WORK REQUIRED
With the images removed, repeat the data below exactly.

Named object pointing entries
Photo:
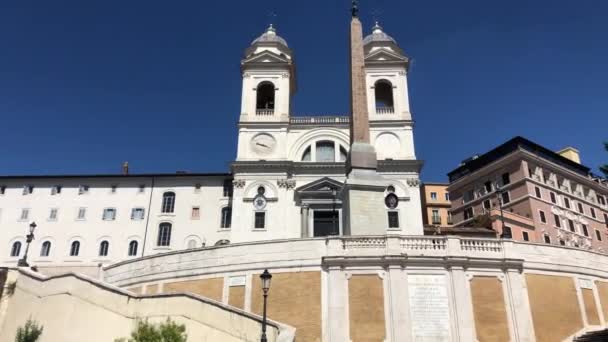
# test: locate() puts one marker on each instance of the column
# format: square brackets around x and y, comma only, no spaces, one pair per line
[304,221]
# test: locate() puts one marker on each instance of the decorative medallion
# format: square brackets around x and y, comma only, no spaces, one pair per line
[391,200]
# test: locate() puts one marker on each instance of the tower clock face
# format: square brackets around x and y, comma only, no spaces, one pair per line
[263,144]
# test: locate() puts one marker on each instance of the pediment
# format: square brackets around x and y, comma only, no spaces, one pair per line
[385,55]
[323,185]
[266,57]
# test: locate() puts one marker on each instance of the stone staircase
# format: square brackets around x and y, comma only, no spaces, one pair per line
[594,336]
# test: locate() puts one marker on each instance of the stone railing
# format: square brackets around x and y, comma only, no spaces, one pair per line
[314,120]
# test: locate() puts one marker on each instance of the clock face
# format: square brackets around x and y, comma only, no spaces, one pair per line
[263,143]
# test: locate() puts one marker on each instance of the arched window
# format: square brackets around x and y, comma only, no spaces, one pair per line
[75,248]
[133,248]
[265,98]
[46,248]
[325,151]
[164,234]
[16,249]
[168,202]
[191,244]
[104,246]
[384,97]
[307,155]
[226,217]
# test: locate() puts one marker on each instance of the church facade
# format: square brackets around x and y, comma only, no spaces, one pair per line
[285,182]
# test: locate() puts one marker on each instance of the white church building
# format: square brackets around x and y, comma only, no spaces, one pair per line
[284,183]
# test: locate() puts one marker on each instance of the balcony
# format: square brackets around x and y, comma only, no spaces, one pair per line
[385,110]
[264,112]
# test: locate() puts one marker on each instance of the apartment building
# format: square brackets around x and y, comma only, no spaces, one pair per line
[534,193]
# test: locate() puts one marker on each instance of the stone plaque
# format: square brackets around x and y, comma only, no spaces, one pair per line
[429,308]
[237,281]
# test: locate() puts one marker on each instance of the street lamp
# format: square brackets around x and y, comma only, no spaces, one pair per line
[266,277]
[23,261]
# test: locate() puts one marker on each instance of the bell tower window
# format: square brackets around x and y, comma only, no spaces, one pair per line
[383,91]
[265,99]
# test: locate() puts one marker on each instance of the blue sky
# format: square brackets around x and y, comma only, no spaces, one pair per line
[86,85]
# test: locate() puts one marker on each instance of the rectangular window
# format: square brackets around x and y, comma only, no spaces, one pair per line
[543,219]
[468,196]
[571,225]
[558,221]
[435,216]
[487,186]
[585,231]
[83,189]
[506,179]
[468,213]
[82,214]
[260,220]
[56,190]
[25,214]
[53,214]
[487,204]
[196,213]
[393,219]
[109,214]
[137,213]
[227,188]
[505,197]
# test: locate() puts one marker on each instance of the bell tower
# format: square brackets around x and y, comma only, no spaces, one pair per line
[269,79]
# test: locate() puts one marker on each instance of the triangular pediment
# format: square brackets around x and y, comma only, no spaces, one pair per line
[321,185]
[385,55]
[266,57]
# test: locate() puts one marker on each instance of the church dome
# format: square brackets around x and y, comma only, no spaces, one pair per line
[270,36]
[378,35]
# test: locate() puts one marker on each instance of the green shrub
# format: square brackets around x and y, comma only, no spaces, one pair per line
[30,332]
[167,331]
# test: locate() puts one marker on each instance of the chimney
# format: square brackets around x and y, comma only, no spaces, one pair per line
[570,153]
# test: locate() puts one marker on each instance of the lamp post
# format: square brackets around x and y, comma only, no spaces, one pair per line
[265,277]
[334,231]
[23,261]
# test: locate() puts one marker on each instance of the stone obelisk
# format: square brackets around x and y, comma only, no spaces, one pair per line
[363,194]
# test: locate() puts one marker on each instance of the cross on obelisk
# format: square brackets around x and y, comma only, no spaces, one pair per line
[363,193]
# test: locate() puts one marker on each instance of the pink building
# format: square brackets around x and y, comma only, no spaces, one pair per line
[546,197]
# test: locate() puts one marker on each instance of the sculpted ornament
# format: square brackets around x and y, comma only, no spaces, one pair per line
[238,183]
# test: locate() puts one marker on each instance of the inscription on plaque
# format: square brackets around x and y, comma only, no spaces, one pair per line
[429,308]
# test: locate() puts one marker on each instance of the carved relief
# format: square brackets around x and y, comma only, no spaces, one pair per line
[238,183]
[288,184]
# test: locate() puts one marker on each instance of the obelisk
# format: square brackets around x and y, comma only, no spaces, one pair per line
[363,193]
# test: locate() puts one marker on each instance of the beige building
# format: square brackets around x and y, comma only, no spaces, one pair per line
[435,204]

TASK RESULT
Photo:
# test: locate() puts one marker on each instance of the column
# format: square brackets around x and y, comma only, no spaces, one pair per line
[304,221]
# test: locate() puts one marker on each instance of the decorative medallion
# format: square brackets around x and y, comma only, no spaces, one pair per line
[391,200]
# test: locate() puts one marker on each instance of the tower clock face
# format: square brackets around x and y, comma only, no spaces, one pair per line
[263,144]
# test: locate() puts one marker on each instance of the pediment
# format: square brackets around x and y, comma only, no spaces, one pair per line
[385,55]
[323,185]
[266,57]
# test: locate() puts one marker on each instance of the stone staircase
# format: square brackets around x and y, comma only, no spaces, one pair per line
[594,336]
# test: locate() puts one marker on each instance of the stone railing
# format: square brackets around x and y, comma only, no spaces, one pair per line
[314,120]
# test: locate() puts one marker on each instance of the clock face
# format: square brackets around x and y, comma only, no spaces, one pair per line
[263,143]
# test: locate() puts one marker on each instance of the arched window
# format: square brackets around x and y, comma only, no spaces, one pair per line
[75,248]
[133,248]
[265,98]
[46,248]
[325,151]
[164,234]
[16,249]
[168,202]
[191,244]
[104,246]
[384,97]
[307,155]
[226,217]
# test: locate() puts one marker on each instance of the church facade
# format: square brackets around x and y, comma only, no spaces, one pair per line
[285,182]
# test: locate() puts one marker on each instance of the white church building
# format: square brackets around x and y, comma only, no spaces, one pair per line
[284,183]
# test: locate() puts one marker on each instance of the balcony
# format: square brackets around x and y, comma only, no spaces, one pair per line
[385,110]
[264,112]
# test: locate() puts one marker on each instance of the apartment building
# format: square brackets around x and y, comma only, no spaces, one pair per line
[534,193]
# test: locate() puts one marker on each instance of the stone plaque
# format: square brackets around x and y, comma only, no spaces, one pair per line
[429,308]
[237,281]
# test: locate() puts one marker on each instance of the street lamp
# format: square brackets around x and y, comma only, no spaces, one pair per line
[266,277]
[23,261]
# test: locate() puts one marker on each instance of the bell tower window
# format: square brackets around x and y, comma only, no spaces, one pair per line
[383,91]
[265,99]
# test: locate() puts one marker on each instance of the blue sky
# format: square brackets around x and y, comma only, no spaces, one pair per line
[86,85]
# test: locate() puts one marker on each instance of the rectangular window
# format: square brackets around x and y, comma only, no spaces, one pair per line
[543,219]
[468,196]
[571,225]
[558,221]
[435,216]
[487,186]
[585,231]
[83,189]
[506,179]
[468,213]
[82,214]
[260,220]
[56,190]
[25,214]
[53,214]
[487,204]
[196,213]
[393,219]
[109,214]
[137,213]
[227,188]
[505,197]
# test: locate() puts one marker on each instance of the bell tower
# format: square brackets around x and y, comma only, no spaces, one pair per line
[269,79]
# test: locate() puts one marker on each instance of the triangular pediment
# format: square brackets around x and y, comma only, no spaces, one pair per line
[321,185]
[385,55]
[266,57]
# test: locate() puts one marker on each instance of the church dome
# format: square brackets around x and y, comma only, no spaces, one pair per line
[270,36]
[378,35]
# test: locate() puts one marker on each instance of the green shrub
# format: square brackets around x and y, comma only, no spaces, one pair per line
[30,332]
[167,331]
# test: locate() puts one marker on each instance of the chimney
# format: square brackets around x and y, comma only, no spaces, one pair per line
[570,153]
# test: locate() puts one marker on each instance of the lamp post
# format: square brackets around x and y, comma only, no spaces, one pair per line
[265,277]
[334,231]
[23,261]
# test: locate() puts one marker on each instance of the stone obelisk
# format: square brackets around x and y, comma only, no spaces, one pair per line
[363,194]
# test: locate() puts one marker on each instance of the cross on obelisk
# format: square brackets around x and y, comma only, no spaces, one pair per line
[363,193]
# test: locate() puts one marker on each instance of the pink building
# format: square brackets around x and y, comma only, no spaces, one pair per line
[546,197]
# test: locate() puts one marker on each instance of the sculpted ornament
# format: square brackets around x and y, comma only, no spaces, one pair per line
[238,183]
# test: locate() puts one marker on each instance of the inscription on plaque
# format: square brackets around x and y, comma only, no spaces, one pair per line
[429,308]
# test: locate() puts one marker on each instance of the carved relief
# format: square brackets around x and y, comma only, no spaces, one pair per line
[238,183]
[288,184]
# test: locate() puts one marker on each instance of the obelisk
# format: square brackets around x and y, comma only, no spaces, one pair per line
[363,193]
# test: locate() puts one marker on each instance of the beige building
# format: square brackets around x and y, comma only, no spaces, one pair per line
[435,204]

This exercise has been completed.